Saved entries
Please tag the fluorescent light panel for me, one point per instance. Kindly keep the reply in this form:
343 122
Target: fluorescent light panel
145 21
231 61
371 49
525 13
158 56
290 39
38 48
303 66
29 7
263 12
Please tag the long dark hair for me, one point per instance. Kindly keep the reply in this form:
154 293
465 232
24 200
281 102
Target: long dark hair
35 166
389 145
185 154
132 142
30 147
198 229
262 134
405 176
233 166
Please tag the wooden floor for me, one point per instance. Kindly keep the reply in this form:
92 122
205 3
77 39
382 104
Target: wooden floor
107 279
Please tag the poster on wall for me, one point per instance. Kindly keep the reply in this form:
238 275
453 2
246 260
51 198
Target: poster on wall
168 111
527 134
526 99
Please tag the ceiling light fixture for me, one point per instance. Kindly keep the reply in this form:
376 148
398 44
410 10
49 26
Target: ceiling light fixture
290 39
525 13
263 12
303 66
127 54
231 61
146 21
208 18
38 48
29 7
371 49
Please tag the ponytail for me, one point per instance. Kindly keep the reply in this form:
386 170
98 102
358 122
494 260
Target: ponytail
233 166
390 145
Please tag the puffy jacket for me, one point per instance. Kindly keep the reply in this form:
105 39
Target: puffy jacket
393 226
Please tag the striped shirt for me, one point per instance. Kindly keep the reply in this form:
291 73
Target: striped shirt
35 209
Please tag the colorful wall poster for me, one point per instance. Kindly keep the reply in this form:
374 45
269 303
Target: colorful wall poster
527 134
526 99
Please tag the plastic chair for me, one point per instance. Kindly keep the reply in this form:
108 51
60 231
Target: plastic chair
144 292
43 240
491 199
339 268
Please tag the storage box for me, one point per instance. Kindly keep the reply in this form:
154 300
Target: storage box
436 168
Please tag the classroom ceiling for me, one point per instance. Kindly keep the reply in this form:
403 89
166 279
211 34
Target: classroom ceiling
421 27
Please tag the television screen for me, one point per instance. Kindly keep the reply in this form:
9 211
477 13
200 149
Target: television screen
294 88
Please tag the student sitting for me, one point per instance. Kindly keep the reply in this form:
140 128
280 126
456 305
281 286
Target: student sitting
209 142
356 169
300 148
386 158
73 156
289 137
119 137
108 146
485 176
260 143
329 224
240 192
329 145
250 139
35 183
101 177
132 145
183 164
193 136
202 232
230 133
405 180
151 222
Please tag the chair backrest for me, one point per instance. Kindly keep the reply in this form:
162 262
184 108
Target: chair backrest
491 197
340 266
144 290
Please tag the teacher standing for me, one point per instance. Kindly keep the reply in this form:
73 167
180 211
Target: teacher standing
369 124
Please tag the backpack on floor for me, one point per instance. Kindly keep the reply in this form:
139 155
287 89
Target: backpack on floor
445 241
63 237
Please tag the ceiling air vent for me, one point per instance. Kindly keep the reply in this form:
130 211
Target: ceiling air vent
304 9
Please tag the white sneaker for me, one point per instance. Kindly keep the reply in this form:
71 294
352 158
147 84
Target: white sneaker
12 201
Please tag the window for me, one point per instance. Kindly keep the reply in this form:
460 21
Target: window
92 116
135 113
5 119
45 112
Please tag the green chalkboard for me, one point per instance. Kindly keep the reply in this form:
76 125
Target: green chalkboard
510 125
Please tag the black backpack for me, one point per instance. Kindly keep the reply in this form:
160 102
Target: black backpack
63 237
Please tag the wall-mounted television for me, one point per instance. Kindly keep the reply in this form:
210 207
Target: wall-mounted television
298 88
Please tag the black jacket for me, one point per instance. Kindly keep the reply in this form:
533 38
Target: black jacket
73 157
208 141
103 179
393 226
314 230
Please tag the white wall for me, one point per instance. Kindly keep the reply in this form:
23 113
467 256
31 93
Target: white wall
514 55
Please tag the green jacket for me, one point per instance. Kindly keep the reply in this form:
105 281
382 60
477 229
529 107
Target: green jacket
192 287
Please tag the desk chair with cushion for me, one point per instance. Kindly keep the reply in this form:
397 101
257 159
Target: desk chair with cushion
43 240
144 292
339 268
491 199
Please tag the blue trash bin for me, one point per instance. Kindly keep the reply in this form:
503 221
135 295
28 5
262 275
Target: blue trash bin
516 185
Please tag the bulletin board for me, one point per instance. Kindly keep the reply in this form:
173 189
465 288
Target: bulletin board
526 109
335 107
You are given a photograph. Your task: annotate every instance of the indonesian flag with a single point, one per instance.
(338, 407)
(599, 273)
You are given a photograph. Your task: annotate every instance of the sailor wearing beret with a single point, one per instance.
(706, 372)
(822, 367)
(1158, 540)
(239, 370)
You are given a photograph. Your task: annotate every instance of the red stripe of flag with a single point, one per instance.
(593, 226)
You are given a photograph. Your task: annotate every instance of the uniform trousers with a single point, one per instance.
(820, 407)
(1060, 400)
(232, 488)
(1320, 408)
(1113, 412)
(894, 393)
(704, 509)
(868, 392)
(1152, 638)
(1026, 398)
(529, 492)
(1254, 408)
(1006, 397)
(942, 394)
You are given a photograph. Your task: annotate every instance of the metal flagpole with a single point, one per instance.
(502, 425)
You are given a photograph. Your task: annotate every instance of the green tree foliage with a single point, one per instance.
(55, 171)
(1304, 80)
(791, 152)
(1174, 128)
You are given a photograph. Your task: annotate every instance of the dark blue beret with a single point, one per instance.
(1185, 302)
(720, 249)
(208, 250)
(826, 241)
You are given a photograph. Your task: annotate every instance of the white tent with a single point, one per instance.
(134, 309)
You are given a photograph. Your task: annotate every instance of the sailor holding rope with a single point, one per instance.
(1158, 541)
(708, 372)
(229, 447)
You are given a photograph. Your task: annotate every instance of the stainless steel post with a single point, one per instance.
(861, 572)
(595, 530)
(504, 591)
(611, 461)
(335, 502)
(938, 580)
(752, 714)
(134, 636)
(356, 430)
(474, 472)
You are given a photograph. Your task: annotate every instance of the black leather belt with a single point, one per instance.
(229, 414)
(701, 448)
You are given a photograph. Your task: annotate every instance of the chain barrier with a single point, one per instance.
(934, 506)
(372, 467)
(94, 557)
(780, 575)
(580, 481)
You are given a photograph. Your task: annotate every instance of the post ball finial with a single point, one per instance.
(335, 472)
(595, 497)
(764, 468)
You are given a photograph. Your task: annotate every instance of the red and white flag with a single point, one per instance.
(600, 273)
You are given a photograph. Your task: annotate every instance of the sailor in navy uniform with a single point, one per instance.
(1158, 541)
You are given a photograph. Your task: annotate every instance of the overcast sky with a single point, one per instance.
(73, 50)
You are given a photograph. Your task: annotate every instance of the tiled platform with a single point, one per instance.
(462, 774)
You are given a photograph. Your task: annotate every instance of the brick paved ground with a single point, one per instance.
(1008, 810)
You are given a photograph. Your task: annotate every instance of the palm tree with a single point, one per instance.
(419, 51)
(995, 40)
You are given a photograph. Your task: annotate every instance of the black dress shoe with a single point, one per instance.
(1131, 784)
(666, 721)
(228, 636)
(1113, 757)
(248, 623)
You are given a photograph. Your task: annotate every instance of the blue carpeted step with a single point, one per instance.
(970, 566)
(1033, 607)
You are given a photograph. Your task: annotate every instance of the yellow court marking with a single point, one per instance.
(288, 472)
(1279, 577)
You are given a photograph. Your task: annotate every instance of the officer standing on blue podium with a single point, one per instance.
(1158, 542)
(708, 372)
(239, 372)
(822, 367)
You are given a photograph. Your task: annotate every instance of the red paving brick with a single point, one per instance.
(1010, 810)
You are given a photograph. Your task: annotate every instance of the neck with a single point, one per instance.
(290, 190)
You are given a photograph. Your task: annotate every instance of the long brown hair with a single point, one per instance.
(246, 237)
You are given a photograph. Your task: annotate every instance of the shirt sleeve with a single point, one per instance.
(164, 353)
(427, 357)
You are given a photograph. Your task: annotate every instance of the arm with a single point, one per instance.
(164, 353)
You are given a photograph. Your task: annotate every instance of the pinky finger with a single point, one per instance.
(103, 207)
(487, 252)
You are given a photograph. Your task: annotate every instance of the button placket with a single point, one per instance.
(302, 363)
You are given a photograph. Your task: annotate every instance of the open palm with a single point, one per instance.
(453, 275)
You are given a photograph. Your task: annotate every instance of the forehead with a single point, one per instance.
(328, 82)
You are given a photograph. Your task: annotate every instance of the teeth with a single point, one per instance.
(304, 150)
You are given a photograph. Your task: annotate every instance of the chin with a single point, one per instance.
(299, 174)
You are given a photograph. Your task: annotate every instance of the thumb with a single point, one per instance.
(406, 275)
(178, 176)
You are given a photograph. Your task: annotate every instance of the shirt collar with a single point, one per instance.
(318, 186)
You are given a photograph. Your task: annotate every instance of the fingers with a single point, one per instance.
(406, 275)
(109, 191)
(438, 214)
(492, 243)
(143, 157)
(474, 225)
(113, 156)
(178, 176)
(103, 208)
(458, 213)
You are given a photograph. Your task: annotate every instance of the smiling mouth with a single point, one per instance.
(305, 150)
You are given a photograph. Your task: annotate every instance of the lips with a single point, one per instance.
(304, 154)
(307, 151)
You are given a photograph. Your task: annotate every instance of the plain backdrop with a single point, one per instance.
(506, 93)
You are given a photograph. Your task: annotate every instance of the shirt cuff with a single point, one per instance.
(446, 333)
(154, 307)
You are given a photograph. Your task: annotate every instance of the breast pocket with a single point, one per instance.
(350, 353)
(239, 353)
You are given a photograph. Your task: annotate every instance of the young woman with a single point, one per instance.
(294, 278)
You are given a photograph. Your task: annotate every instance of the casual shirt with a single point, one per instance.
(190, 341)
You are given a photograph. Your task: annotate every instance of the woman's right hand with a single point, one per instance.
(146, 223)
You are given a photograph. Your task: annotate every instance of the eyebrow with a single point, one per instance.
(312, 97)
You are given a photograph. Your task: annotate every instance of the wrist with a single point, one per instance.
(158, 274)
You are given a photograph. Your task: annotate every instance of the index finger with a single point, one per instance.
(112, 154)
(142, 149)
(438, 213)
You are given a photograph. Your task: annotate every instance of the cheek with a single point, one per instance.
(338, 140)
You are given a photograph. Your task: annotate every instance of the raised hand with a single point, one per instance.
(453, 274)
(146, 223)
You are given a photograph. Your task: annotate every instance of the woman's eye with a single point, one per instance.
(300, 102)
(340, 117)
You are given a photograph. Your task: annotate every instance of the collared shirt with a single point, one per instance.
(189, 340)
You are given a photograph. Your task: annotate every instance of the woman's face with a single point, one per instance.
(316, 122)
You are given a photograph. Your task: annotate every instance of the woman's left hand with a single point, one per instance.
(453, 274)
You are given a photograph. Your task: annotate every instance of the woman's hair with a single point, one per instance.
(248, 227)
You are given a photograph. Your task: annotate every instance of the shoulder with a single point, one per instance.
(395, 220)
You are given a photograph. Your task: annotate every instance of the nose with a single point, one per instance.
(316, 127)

**WHAT YOU HAVE TO DO**
Your task is to quote the lines above, beginning with the first and ending with the one that holds "Please tag the ceiling light".

**SOLUTION BELOW**
Please tag the fluorescent light panel for me, one point per instance. Kindly keep the reply in this form:
343 122
Target: fluorescent light panel
145 21
231 61
371 49
525 13
158 56
290 39
38 48
303 66
29 7
263 12
Please tag the long dark hair for me, one point per instance. Kindly keep the reply in this form:
154 293
465 232
24 200
281 102
Target: long dark hair
35 166
389 145
185 154
132 142
30 147
198 229
262 134
405 176
233 166
Please tag the wooden floor for me, one point per instance. Kindly keep the reply in this form:
92 122
205 3
77 39
382 104
Target: wooden floor
107 279
Please tag the poster on wall for me, one point per instance. Kindly keep the reply in this form:
238 275
453 2
246 260
51 198
Target: poster on wall
168 111
527 134
526 99
Please tag the ceiling light fixture for me, one point per instance. Kindly keep the reply in this form:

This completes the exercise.